Required work: Copy the records word for word, from the line with "Where can the yellow excavator" to the line with "<point>224,156</point>", counting both of those lines.

[Image object location entries]

....................

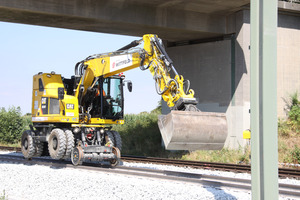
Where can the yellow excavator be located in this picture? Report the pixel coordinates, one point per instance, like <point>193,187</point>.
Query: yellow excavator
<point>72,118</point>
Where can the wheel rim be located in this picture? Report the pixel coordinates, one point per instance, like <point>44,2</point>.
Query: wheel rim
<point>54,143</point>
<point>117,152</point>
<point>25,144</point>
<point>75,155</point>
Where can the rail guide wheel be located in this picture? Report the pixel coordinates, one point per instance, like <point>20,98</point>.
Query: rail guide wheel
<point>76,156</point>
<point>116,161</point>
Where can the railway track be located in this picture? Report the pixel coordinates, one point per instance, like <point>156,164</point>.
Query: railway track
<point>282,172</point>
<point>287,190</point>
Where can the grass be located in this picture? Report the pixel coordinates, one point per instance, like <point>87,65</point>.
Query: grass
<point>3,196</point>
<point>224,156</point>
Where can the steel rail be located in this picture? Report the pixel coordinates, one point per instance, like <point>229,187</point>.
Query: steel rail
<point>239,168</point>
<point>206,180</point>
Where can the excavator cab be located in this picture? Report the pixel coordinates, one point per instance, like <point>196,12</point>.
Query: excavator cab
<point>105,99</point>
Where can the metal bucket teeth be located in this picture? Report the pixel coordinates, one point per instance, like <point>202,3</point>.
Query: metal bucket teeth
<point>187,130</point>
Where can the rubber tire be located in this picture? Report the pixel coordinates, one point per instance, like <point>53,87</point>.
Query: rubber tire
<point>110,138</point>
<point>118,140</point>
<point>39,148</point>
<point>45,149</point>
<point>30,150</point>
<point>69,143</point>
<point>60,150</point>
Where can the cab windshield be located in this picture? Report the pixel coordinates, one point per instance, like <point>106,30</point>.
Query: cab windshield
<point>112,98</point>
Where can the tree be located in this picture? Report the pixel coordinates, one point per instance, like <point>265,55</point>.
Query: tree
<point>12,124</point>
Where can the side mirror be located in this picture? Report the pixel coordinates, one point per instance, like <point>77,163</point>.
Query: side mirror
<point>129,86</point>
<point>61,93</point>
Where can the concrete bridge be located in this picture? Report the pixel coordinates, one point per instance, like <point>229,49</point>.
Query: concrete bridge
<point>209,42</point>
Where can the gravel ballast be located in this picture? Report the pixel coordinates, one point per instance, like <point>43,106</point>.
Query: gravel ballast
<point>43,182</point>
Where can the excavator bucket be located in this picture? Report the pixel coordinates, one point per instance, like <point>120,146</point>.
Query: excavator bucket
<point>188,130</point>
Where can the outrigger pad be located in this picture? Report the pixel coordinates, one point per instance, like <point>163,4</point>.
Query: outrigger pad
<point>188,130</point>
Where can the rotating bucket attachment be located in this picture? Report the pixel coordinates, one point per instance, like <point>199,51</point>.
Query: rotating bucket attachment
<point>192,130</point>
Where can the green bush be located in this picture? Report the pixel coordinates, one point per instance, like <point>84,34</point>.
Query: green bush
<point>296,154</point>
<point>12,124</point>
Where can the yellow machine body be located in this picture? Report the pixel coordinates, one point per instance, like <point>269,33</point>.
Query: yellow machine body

....................

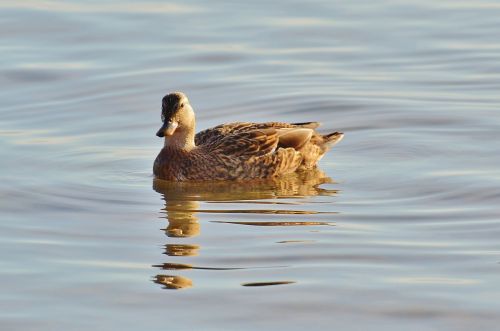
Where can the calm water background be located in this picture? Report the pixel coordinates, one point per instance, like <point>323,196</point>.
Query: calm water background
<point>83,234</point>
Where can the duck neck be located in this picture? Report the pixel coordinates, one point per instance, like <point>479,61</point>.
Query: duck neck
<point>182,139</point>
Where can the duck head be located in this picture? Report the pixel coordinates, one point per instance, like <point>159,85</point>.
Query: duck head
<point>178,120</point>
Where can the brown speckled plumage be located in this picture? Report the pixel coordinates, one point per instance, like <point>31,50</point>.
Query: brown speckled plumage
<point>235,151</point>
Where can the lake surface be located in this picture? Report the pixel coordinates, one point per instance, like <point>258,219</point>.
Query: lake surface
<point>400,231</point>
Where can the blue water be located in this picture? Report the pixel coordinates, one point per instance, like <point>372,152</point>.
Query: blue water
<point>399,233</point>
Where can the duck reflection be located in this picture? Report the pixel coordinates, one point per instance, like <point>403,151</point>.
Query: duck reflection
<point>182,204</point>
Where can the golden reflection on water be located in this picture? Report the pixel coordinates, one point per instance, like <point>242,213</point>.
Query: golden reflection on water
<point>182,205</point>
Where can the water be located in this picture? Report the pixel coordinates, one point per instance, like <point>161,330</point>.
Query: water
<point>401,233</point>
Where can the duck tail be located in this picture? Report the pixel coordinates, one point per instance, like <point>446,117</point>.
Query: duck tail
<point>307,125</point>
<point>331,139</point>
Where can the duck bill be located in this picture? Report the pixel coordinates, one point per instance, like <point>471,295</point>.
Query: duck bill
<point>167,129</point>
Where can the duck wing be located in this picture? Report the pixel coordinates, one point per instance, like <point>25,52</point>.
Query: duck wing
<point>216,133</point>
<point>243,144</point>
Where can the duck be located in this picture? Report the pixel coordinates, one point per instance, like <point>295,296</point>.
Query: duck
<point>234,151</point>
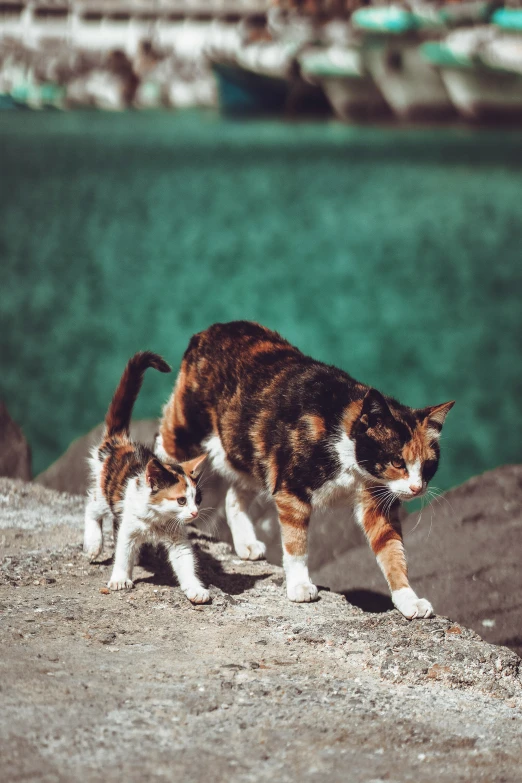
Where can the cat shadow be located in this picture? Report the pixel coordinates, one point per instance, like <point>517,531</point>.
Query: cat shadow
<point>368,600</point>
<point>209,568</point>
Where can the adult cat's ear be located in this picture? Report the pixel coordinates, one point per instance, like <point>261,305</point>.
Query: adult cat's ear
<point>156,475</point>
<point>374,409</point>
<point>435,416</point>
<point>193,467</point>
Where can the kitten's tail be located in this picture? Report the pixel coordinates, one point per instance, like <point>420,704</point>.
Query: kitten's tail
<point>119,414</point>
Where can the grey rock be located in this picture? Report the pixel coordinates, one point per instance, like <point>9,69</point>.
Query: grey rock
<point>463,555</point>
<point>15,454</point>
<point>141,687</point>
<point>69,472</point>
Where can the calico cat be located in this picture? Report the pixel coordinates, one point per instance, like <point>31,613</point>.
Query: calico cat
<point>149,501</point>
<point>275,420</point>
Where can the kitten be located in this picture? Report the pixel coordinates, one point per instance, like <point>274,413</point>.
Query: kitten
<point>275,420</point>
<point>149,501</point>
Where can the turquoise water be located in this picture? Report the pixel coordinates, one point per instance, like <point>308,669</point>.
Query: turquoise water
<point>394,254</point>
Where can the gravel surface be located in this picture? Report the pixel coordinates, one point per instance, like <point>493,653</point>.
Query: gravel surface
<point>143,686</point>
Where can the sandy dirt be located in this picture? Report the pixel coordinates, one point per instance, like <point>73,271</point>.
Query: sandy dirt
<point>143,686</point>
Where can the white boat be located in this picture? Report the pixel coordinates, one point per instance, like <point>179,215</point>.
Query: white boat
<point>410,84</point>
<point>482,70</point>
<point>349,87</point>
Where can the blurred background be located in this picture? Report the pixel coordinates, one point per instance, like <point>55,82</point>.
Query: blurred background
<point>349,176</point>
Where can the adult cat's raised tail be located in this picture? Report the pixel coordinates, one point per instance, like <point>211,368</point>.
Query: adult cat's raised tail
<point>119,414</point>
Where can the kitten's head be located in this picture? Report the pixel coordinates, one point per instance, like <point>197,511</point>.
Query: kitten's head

....................

Written reply:
Where can the yellow excavator be located in this picture? Report the pixel coordinates, one point per instance, like <point>193,187</point>.
Query: yellow excavator
<point>72,118</point>
Where can the wheel rim be located in this picture? Report the pixel coordinates, one point per instance, like <point>44,2</point>.
Query: wheel rim
<point>54,143</point>
<point>117,152</point>
<point>25,144</point>
<point>75,155</point>
Where can the rail guide wheel be located in this picture? Report the pixel coordinates, one point per instance, like <point>20,98</point>.
Query: rail guide wheel
<point>76,156</point>
<point>116,161</point>
Where can the railway track be located in this picture? Report the pixel coordinates, one point per instance, like <point>156,164</point>.
Query: railway track
<point>282,172</point>
<point>287,190</point>
Where can the grass be located in this picture? Report the pixel coordinates, one point per instance, like <point>87,65</point>.
Query: grass
<point>3,196</point>
<point>224,156</point>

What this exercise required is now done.